**WHAT YOU HAVE TO DO**
Starting at the line with "Query: puffy winter jacket" and going on through the line with "Report the location of every instance of the metal", reproduce each line in the records below exactly and nothing more.

**RECORDS SHOWN**
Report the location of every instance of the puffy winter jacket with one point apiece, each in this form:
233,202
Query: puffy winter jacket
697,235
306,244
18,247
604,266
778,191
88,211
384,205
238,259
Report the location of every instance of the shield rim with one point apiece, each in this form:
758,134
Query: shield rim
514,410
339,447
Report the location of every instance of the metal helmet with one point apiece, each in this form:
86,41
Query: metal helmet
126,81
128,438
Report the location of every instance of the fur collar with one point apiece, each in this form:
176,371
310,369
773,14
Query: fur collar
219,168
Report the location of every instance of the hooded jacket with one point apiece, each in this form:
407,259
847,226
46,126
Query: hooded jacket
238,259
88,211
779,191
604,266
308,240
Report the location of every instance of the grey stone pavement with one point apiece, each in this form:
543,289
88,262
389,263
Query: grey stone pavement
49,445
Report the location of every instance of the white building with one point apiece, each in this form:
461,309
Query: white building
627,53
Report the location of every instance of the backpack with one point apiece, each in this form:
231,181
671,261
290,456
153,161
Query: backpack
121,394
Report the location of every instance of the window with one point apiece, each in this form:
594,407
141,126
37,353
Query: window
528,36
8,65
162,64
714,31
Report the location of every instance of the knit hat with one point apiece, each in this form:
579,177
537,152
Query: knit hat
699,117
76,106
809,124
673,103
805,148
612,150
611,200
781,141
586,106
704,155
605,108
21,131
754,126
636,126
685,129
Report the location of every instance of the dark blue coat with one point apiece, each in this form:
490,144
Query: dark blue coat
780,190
---
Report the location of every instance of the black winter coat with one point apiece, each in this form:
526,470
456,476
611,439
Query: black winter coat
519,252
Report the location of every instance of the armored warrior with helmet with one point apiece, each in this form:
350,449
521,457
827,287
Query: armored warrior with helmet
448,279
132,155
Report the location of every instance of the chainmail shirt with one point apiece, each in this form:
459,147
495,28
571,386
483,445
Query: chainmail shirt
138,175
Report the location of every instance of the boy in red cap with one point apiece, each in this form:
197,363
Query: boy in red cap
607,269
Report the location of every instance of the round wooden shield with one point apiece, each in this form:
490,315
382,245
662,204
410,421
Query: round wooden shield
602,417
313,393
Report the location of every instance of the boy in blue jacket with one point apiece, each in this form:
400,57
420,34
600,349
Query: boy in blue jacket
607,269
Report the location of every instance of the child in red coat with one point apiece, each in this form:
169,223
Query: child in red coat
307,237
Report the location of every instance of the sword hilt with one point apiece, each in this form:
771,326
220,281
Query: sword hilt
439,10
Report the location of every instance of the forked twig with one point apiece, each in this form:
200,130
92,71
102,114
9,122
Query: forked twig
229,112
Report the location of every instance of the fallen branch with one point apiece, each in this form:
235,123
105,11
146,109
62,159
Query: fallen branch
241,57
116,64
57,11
==
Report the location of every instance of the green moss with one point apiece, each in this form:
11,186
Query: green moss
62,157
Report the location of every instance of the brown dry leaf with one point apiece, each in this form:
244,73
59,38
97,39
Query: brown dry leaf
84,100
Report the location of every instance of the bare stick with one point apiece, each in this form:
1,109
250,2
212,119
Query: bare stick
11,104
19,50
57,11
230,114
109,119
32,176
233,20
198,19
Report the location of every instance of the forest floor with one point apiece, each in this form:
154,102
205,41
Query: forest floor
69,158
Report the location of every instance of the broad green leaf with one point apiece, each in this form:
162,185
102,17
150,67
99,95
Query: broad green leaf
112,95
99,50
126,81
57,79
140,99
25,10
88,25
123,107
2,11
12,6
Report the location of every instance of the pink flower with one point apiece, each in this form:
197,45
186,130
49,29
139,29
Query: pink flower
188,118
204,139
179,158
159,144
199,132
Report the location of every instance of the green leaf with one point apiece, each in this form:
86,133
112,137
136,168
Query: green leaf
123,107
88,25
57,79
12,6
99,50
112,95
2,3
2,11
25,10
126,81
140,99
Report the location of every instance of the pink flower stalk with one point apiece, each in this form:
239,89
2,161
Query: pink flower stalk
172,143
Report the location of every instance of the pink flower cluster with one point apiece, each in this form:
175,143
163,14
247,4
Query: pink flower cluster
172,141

**ANSWER SPACE**
Query: puffy winter jacket
697,235
306,244
18,247
604,266
778,191
88,211
384,205
238,259
Report the location of every instance of the shield rim with one point apiece, each in this form:
758,134
Query: shield rim
514,410
339,447
Report the location of every instance of the metal helmet with one point apiece, each in this form:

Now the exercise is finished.